PROMPT:
Pick out every line in the records below that contains the string "field" and copy each of those lines.

DATA FOR THIS EXERCISE:

################

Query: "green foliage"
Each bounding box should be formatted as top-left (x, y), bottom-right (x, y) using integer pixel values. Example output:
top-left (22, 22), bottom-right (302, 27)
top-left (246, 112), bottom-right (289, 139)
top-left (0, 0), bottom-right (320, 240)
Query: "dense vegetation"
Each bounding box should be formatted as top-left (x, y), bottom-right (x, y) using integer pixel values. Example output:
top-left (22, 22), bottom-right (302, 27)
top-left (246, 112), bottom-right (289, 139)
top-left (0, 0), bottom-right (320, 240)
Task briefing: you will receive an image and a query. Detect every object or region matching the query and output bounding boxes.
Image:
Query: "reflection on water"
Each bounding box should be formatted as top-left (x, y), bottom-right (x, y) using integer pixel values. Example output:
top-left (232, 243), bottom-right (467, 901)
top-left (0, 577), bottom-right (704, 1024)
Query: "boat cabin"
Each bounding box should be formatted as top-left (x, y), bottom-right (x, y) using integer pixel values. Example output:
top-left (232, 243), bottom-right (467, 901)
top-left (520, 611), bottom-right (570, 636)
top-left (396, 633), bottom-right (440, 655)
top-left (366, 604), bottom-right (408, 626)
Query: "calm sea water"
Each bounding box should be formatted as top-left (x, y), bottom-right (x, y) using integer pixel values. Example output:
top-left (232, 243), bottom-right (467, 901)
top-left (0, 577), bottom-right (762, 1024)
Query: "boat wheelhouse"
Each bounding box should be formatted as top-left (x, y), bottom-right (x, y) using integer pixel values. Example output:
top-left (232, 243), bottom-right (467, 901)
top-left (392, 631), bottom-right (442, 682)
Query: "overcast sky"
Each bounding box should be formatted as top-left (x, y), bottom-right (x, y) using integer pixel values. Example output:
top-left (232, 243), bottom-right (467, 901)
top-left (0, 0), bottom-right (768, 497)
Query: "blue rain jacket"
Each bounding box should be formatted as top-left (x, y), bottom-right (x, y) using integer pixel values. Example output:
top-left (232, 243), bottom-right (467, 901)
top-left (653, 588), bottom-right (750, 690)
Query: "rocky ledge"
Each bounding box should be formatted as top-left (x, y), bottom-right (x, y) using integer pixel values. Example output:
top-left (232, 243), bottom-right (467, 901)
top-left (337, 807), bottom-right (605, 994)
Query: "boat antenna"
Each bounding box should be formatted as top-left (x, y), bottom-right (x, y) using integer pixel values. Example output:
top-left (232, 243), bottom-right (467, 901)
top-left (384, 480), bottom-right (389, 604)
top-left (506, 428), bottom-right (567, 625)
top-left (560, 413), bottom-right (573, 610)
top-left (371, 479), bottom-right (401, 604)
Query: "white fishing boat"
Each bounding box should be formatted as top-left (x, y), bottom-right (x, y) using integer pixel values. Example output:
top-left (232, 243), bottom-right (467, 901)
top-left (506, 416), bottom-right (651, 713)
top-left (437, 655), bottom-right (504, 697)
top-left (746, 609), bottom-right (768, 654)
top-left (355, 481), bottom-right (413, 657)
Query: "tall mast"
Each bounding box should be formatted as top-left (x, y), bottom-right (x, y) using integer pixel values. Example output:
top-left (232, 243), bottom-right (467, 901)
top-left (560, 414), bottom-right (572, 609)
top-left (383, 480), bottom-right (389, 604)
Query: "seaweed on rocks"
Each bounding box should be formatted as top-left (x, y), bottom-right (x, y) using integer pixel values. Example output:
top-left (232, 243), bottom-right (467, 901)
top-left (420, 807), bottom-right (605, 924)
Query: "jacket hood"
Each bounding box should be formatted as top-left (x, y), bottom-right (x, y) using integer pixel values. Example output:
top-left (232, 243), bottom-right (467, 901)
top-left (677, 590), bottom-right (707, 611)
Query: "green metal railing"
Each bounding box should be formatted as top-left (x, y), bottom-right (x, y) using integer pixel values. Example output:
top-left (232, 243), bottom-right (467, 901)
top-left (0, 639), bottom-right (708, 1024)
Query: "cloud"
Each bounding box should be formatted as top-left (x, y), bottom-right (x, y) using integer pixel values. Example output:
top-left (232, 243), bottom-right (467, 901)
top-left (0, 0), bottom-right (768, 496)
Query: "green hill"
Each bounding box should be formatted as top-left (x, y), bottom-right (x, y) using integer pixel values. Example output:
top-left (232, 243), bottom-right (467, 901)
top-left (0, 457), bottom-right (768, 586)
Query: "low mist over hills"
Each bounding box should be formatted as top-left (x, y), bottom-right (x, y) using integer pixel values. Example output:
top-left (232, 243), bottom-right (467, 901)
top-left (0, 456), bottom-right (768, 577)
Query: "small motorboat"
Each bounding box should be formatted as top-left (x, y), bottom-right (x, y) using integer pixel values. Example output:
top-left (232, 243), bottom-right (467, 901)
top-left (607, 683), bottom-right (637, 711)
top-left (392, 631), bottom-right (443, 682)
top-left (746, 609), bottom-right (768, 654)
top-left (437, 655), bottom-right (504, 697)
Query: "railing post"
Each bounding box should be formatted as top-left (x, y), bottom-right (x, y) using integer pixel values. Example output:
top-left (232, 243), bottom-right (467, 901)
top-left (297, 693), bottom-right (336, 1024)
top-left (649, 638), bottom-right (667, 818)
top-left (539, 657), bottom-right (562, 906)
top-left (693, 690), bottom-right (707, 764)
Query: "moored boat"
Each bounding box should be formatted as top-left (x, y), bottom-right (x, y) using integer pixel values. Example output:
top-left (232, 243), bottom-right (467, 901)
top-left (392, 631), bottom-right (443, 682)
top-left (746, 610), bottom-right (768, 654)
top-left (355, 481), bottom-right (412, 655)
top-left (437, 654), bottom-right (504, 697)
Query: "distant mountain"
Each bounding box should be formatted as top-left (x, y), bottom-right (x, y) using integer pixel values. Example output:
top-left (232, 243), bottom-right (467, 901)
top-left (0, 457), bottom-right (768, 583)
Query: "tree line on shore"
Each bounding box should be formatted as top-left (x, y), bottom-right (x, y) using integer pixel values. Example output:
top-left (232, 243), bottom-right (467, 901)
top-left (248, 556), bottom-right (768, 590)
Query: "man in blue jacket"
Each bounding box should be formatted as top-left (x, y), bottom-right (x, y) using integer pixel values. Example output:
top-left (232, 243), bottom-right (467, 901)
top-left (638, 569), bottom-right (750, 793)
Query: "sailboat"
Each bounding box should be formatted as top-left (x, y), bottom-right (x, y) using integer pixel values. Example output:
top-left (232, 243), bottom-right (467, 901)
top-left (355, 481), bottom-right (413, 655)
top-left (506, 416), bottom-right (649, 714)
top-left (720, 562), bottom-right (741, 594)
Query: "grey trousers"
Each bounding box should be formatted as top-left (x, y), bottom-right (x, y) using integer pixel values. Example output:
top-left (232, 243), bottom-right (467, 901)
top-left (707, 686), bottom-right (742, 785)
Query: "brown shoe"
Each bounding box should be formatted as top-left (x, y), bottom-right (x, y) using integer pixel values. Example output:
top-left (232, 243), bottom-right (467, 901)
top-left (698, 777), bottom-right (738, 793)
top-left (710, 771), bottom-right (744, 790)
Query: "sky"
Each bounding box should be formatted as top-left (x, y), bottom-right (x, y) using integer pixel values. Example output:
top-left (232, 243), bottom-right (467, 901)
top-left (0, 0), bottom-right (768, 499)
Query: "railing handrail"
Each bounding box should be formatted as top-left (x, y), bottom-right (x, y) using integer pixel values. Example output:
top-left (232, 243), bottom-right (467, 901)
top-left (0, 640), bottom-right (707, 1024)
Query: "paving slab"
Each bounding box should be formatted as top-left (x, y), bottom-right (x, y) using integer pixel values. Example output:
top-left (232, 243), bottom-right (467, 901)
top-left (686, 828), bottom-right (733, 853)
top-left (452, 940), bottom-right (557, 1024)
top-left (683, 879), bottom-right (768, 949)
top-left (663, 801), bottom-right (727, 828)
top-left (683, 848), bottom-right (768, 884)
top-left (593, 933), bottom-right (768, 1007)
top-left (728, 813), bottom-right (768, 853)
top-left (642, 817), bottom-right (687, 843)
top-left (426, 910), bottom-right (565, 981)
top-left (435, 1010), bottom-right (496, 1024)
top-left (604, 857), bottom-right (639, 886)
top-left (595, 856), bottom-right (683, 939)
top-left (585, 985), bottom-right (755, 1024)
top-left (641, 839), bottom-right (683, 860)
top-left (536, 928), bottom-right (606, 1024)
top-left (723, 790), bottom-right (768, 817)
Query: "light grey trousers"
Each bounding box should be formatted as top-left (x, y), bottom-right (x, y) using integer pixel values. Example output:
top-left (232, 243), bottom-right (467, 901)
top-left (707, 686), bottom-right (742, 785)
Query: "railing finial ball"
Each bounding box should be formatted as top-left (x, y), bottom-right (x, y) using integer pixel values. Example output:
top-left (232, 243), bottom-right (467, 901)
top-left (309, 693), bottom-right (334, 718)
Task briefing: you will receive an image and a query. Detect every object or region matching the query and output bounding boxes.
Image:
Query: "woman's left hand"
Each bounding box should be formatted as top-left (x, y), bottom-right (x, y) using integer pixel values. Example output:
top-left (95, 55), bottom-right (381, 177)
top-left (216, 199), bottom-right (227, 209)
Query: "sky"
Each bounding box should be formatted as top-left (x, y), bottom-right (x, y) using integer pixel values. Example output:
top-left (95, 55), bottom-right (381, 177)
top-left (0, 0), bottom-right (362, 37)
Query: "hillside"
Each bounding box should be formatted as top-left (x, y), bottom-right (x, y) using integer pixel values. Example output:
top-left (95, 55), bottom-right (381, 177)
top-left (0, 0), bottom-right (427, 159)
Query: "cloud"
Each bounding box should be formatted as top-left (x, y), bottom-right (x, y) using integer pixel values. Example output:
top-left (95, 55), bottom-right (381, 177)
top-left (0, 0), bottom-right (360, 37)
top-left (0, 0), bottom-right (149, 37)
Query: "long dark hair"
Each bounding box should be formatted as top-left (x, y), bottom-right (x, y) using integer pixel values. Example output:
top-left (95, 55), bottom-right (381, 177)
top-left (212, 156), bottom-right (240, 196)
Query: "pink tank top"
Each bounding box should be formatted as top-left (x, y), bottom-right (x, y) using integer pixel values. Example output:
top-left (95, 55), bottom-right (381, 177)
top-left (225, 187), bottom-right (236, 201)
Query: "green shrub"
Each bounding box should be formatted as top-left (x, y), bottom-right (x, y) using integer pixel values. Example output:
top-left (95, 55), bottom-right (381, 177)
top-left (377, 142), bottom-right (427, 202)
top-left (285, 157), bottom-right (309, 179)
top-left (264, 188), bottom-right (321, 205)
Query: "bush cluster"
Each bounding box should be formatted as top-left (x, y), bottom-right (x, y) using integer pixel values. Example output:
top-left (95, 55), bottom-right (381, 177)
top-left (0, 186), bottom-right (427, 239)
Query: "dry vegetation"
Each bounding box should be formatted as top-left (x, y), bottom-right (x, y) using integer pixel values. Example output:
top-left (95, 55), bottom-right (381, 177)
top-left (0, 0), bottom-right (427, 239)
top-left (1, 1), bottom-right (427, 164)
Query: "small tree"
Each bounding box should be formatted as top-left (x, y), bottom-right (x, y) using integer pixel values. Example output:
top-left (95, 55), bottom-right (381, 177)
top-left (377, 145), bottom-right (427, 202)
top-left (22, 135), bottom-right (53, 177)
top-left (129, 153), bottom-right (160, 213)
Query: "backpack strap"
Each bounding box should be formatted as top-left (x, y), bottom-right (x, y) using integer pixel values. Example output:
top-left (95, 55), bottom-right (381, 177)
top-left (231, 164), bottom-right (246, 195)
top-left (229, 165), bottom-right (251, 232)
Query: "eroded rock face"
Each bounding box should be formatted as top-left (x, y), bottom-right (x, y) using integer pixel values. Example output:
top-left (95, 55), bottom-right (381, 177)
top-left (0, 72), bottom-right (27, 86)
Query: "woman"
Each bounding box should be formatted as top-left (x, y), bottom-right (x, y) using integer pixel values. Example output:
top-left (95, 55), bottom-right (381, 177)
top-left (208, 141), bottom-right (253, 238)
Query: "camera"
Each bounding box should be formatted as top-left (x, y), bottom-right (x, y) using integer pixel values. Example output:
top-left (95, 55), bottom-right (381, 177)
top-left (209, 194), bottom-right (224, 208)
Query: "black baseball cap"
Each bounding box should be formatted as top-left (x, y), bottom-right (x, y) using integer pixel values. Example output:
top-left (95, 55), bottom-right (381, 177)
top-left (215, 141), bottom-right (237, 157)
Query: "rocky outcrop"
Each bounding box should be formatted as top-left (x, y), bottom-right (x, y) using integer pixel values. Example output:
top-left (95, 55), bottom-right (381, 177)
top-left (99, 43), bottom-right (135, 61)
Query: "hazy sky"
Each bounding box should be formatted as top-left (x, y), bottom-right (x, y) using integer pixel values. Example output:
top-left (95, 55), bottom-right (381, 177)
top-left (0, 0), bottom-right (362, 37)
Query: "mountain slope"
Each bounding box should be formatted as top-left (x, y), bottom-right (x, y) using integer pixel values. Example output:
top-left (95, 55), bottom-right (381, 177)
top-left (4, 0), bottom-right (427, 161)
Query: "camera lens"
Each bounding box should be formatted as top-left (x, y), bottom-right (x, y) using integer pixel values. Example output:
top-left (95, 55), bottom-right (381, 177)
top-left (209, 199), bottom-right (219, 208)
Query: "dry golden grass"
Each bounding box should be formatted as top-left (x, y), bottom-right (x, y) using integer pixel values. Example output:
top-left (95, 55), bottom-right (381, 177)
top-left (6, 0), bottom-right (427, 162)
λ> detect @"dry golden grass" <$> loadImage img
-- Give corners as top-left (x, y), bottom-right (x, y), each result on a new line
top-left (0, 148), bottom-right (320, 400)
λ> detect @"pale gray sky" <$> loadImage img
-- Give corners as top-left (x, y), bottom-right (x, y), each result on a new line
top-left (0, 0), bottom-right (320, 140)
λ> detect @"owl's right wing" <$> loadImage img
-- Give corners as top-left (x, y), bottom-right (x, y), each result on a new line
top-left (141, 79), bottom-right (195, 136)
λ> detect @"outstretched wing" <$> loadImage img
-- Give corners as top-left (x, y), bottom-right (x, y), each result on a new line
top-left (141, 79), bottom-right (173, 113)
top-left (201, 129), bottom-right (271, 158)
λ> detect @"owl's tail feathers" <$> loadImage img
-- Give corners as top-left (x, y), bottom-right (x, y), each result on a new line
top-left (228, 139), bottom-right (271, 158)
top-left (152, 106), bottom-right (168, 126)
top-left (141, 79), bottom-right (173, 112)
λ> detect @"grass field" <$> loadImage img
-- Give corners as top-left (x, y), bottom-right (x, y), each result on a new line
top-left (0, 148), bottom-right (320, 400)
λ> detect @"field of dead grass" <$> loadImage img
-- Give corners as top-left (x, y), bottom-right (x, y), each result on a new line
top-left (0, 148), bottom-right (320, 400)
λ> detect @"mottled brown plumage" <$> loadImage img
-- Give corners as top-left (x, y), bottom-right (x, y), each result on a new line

################

RESULT OF THE EXERCISE:
λ> detect @"grass field" <$> loadImage img
λ> detect @"field of dead grass" <$> loadImage img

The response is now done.